_Exercise aim:_
Copy each line of the records that includes "wooden".
---------- Source data
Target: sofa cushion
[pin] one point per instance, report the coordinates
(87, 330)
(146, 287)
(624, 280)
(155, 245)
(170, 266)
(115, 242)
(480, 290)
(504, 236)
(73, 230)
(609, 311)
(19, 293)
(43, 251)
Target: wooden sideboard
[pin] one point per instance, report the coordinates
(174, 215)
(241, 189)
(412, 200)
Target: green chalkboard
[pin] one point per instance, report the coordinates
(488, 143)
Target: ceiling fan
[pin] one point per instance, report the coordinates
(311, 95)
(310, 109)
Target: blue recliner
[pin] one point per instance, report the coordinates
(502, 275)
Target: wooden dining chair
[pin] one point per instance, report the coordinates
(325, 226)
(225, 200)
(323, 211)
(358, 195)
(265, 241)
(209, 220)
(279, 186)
--------------------
---------- Source data
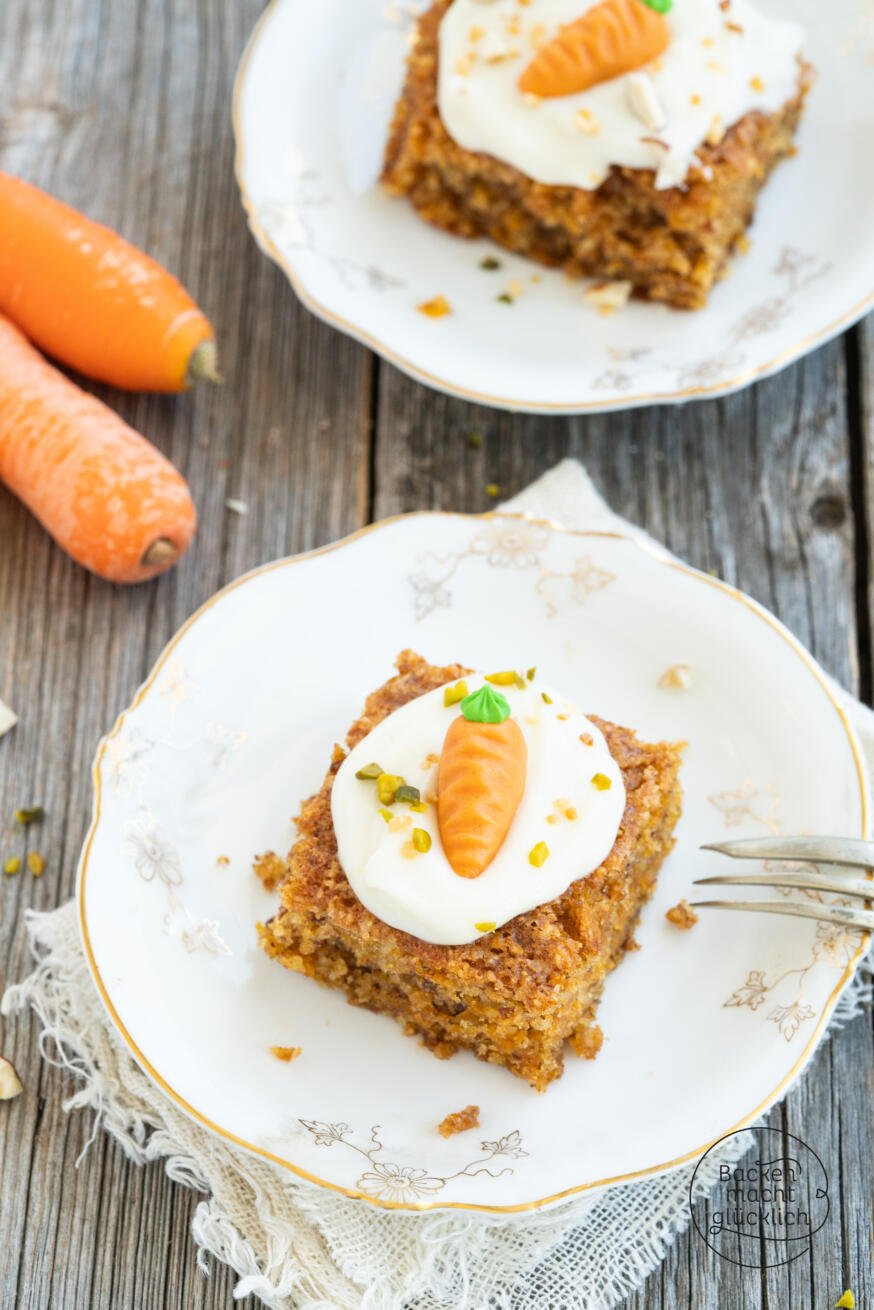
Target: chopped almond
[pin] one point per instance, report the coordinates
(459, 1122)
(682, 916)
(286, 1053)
--------------------
---------- Source data
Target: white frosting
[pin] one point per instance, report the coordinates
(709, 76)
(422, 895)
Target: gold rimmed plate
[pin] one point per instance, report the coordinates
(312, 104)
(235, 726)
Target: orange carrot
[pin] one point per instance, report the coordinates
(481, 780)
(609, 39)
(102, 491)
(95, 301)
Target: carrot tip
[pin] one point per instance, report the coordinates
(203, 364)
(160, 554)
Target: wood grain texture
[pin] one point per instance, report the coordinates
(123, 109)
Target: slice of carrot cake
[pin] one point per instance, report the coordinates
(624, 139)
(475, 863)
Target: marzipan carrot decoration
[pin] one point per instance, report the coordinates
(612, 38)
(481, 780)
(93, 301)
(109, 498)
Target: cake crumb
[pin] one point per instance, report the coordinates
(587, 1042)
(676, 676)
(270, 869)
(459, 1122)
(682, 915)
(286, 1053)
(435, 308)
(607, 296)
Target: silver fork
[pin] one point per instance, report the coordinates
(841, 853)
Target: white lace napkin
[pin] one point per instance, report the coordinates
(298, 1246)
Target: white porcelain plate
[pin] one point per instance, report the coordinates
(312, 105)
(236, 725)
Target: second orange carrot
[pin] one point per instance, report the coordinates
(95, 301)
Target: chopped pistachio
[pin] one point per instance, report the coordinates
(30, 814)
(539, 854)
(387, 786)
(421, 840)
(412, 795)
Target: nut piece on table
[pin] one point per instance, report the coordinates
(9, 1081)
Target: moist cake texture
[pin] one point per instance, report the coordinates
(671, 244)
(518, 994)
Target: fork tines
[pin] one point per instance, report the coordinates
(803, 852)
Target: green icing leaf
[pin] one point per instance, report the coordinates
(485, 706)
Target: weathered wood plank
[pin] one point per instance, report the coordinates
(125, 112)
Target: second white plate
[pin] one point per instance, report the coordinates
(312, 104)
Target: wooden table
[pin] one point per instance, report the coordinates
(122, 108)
--------------------
_Result:_
Target: wooden sideboard
Target: wooden dining chair
Target: wooden table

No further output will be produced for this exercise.